FRAGMENTO PARA LEER →
/---

Por Javier Correa Correa

Los 28 tratan de justificarse y de justificar a sus abuelos, padres, madres, tíos, hermanos. Y se contradicen entre sí. De esa forma, en lo que podría ser considerada una suerte de intriga televisiva, se va tejiendo la trama de lo que fue la historia de la primera mitad del siglo xx en Colombia, que es lo que nos tiene como nos tiene.
Porque esos familiares, la mayoría de los cuales reposan en cementerios detrás –o debajo– de lápidas pomposas mientras bustos y estatuas suyos son exhibidos en parques y patios de colegios, fueron en su momento presidentes, primeras damas, ministros, intrigantes, osados, cobardes, soñadores, frenteros, solapados, corruptos o leguleyos al mejor estilo santanderista. Y reforzaron un statu quo que les permitiera disponer y preservar esos privilegios de los que ahora gozan sus descendientes.
Privilegios que excluyen, por cierto, al más del noventa por ciento de la población colombiana. A veces, permiten que uno u otro se cuele, como aliado coyuntural o como ficha que puede ser removida cuando deje de ser útil. A veces, también, se traicionan entre ellos. Aún lo hacen los herederos del poder.
“Ahí están pintados”, podría ser el título del libro de Otty Patiño, un tipo que con un caminadito lento y voz pausada los entrevistó uno a uno para rearmar ese sencillo rompecabezas de la “Historia (privada) de la violencia”, verdadero nombre del recuento de 336 páginas que acaba de publicar Editorial Debate.
Los herederos aprendieron de primera mano y aplican con precisión las fórmulas que no fueron siquiera inventadas por sus ancestros, sino que ellos las copiaron de algunos conocidos de la historia mundial –decir universal sería pretencioso–, a los que convirtieron en héroes y después en modelos, pese a que algunos hubieran muerto en la guillotina, linchados o suicidados y cremados. El que sepa a quiénes me refiero, bien. El que no, que lea el libro de Otty Patiño, pues encontrará luces de por qué somos como somos. O, peor aún, por qué seguimos dejando que nos manipulen políticamente con odios que no nos pertenecen, pero por los que nos hemos hecho matar. O incluso hasta hemos matado, sin siquiera apretar gatillos sino tecleando cuartillas o –como se dice hoy– digitando notas preñadas de rencor.
Aquí siguen simulando ser mesías los hijos no de un humilde carpintero en Galilea sino los hijos de los Poncio Pilatos que se lavan las manos de lo que sus familiares hicieron y se presentan, hoy, como quienes rescatan sus legados –positivos, obviamente y según ellos– y heredan el poder que no sería definido como de la oligarquía contra el proletariado, pues son términos dizque caducos, sino como clanes que se encubren y protegen para perpetuarse y perpetuar sus privilegios.

Esta pretendía ser una reseña de un libro y terminó siendo, tal vez, una diatriba más en la larga historia de las violencias en Colombia.

\---

TAREAS POR HACER →
**A)** Según el fragmento, ¿por qué el poder que heredan los descendientes no se definiría como el de la oligarquía contra el proletariado? Responda en una a tres oraciones.
**B)** Indique si cada afirmación concuerda con el fragmento, respondiendo sí o no y citando las palabras del fragmento que lo deciden: (i) el libro de Otty Patiño tiene 336 páginas; (ii) los 28 entrevistados coinciden entre sí en sus versiones; (iii) los privilegios de los descendientes alcanzan a la mayoría de la población colombiana.
**C)** Transcriba del fragmento el tramo que va desde "Porque esos familiares, la" hasta "herederos del poder.".
Las filas no guardan ninguna relación con el fragmento.

(Filas de un conjunto de datos de señalamiento)
/---

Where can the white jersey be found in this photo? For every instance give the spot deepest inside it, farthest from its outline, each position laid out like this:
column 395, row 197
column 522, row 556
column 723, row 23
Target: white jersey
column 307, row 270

\---

RESPUESTAS →
**A)** Porque esos son términos que, según el fragmento, se consideran "dizque caducos". En su lugar, ese poder se definiría como el de clanes que se encubren y protegen para perpetuarse y perpetuar sus privilegios.

**B)**
(i) Sí: "verdadero nombre del recuento de 336 páginas".
(ii) No: "Y se contradicen entre sí."
(iii) No: "Privilegios que excluyen, por cierto, al más del noventa por ciento de la población colombiana."

**C)**
Porque esos familiares, la mayoría de los cuales reposan en cementerios detrás –o debajo– de lápidas pomposas mientras bustos y estatuas suyos son exhibidos en parques y patios de colegios, fueron en su momento presidentes, primeras damas, ministros, intrigantes, osados, cobardes, soñadores, frenteros, solapados, corruptos o leguleyos al mejor estilo santanderista. Y reforzaron un statu quo que les permitiera disponer y preservar esos privilegios de los que ahora gozan sus descendientes.
Privilegios que excluyen, por cierto, al más del noventa por ciento de la población colombiana. A veces, permiten que uno u otro se cuele, como aliado coyuntural o como ficha que puede ser removida cuando deje de ser útil. A veces, también, se traicionan entre ellos. Aún lo hacen los herederos del poder.